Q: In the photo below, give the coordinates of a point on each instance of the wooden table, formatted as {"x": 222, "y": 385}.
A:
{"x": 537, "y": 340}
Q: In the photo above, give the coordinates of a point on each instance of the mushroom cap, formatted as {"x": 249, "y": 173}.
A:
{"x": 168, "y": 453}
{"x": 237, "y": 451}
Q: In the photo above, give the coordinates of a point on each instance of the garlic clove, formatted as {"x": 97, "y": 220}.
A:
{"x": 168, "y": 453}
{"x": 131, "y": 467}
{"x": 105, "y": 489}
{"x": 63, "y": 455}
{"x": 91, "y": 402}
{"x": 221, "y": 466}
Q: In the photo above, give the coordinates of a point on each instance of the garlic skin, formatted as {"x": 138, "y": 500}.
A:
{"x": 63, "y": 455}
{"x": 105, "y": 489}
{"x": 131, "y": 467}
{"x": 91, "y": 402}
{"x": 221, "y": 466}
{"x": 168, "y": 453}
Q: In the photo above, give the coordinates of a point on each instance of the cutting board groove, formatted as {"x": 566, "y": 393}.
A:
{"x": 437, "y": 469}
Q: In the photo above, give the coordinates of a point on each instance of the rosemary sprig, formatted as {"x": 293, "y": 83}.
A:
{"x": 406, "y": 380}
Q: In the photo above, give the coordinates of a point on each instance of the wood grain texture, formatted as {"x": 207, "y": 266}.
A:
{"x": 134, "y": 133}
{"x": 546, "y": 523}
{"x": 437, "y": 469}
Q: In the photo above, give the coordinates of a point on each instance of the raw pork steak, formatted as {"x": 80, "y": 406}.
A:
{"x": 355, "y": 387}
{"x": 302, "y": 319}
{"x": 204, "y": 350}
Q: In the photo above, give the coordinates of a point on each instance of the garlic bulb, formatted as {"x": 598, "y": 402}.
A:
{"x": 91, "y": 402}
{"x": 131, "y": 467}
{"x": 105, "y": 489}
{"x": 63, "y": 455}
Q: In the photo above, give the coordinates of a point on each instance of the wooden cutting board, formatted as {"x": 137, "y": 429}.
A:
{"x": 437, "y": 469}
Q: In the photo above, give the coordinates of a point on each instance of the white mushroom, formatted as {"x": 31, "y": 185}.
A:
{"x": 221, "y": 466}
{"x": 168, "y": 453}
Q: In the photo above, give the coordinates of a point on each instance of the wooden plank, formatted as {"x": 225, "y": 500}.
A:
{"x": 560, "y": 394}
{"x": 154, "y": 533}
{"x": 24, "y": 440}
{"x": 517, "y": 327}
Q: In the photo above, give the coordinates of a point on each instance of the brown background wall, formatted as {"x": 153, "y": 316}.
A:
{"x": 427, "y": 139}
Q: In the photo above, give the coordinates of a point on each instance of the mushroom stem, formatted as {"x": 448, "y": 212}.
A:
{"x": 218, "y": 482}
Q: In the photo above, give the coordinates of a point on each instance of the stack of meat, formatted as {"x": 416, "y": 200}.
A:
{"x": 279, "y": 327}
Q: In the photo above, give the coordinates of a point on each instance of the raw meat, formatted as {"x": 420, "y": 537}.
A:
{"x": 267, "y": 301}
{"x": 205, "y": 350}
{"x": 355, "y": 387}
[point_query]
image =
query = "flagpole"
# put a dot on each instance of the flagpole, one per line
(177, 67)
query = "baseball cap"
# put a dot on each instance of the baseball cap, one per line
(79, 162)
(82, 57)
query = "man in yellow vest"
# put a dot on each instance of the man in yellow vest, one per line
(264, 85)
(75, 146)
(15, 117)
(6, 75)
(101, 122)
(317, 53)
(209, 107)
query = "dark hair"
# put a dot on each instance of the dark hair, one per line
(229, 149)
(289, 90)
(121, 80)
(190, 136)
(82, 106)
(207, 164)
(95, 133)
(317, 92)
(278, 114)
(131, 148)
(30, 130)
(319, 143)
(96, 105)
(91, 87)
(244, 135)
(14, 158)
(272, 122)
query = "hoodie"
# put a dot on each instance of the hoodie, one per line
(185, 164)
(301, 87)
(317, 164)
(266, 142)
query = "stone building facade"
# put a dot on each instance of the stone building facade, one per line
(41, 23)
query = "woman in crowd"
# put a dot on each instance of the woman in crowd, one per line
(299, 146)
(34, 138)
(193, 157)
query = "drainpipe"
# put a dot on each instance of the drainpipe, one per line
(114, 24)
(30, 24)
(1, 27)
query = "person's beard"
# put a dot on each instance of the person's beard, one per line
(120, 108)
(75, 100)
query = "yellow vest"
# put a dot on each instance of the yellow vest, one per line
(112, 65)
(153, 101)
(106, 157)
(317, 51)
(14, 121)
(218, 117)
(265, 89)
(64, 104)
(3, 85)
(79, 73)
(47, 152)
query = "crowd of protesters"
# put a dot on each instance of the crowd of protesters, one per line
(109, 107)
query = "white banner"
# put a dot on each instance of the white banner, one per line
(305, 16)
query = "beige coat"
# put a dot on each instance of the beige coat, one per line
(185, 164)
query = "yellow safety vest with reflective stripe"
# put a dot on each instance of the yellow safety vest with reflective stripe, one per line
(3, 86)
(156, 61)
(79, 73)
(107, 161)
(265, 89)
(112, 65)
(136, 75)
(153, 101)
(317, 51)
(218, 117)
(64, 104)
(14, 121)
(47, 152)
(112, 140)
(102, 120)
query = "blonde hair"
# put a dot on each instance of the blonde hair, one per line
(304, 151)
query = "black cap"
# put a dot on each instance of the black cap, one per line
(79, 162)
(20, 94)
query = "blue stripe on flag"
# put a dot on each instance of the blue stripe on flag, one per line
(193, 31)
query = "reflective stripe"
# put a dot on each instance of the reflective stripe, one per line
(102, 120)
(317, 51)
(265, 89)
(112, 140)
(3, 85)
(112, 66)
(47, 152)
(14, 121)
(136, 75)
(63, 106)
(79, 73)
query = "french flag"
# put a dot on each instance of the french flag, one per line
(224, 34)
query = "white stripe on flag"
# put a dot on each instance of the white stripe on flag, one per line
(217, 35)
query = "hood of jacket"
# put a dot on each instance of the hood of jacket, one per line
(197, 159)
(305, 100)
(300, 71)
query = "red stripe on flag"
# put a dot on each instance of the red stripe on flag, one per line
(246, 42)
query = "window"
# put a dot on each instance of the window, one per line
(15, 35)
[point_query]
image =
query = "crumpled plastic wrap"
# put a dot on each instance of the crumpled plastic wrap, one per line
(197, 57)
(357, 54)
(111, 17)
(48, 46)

________________________________________

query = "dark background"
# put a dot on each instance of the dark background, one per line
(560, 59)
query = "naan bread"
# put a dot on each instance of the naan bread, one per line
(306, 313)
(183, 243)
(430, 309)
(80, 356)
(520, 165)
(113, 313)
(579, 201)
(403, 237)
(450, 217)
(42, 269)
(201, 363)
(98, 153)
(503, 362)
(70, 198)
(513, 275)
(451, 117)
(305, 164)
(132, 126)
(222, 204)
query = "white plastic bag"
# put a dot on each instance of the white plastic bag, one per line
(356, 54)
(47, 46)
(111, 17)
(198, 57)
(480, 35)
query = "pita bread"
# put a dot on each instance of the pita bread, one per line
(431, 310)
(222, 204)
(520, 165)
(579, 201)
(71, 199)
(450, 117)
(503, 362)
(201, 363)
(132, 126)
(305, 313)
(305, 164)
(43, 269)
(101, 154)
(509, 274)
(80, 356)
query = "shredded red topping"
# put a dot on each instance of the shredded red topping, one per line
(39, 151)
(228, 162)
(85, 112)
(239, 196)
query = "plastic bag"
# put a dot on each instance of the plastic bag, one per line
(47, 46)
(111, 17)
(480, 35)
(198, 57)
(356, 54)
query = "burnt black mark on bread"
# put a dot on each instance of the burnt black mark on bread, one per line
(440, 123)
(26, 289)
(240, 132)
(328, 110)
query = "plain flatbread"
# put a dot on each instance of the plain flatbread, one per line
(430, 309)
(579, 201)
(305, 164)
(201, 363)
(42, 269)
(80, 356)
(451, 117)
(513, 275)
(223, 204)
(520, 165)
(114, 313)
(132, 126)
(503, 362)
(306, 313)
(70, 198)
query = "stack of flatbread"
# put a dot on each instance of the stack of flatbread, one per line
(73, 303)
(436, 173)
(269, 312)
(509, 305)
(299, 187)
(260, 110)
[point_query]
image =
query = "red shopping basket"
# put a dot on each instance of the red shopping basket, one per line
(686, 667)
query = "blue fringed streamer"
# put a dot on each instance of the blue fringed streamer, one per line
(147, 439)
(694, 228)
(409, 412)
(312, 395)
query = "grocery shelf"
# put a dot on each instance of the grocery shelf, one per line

________________________________________

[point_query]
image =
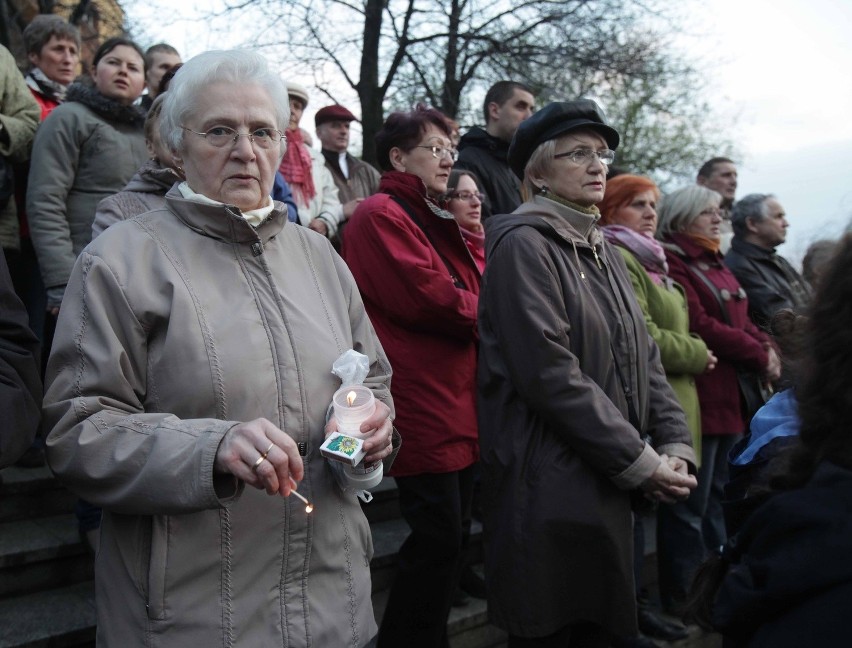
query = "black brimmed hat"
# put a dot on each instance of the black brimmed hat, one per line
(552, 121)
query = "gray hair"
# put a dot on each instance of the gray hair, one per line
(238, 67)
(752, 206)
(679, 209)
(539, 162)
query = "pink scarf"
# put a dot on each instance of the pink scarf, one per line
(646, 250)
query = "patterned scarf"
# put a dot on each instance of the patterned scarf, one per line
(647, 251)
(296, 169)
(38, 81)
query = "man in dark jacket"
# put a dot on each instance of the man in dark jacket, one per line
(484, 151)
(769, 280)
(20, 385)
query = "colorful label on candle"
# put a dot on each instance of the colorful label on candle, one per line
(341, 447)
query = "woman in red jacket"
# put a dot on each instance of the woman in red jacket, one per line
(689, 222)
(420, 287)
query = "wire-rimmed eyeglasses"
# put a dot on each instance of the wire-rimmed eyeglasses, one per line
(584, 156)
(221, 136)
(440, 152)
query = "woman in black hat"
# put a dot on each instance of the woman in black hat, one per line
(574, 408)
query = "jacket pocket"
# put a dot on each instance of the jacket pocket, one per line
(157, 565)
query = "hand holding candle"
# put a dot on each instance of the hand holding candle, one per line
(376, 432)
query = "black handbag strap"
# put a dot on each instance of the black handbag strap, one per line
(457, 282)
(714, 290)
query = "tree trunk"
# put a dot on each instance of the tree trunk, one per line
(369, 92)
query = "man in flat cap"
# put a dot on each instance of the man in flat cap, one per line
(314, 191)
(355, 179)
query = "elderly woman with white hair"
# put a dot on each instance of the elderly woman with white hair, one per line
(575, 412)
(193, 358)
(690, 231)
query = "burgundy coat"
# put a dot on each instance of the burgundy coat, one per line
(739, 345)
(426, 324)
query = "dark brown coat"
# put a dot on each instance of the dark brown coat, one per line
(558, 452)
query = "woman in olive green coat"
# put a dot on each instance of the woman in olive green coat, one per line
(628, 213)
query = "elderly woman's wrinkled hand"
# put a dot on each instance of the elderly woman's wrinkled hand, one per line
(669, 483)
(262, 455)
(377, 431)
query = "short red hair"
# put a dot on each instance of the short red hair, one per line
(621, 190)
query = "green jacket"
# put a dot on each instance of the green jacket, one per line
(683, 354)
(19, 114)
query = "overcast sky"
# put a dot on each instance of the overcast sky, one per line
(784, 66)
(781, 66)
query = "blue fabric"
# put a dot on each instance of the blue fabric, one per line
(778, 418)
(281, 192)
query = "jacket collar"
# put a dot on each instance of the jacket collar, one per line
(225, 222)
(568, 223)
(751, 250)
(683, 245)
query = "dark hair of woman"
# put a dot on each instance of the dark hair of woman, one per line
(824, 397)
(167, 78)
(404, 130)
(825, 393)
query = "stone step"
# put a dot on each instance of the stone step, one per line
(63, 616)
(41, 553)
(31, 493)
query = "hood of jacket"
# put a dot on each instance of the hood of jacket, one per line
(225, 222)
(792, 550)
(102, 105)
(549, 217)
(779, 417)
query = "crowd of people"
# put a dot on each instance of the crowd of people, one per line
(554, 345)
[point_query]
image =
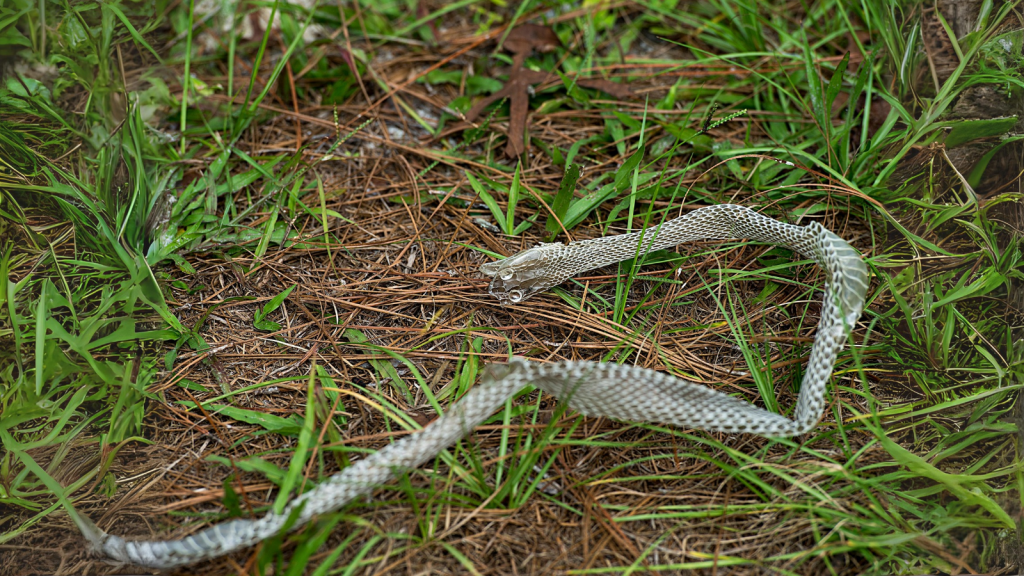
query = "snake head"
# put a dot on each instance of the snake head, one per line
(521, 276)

________________________________________

■ Required action
The answer should be only the number of lines in the data that include "cutting".

■ Answer to this problem
2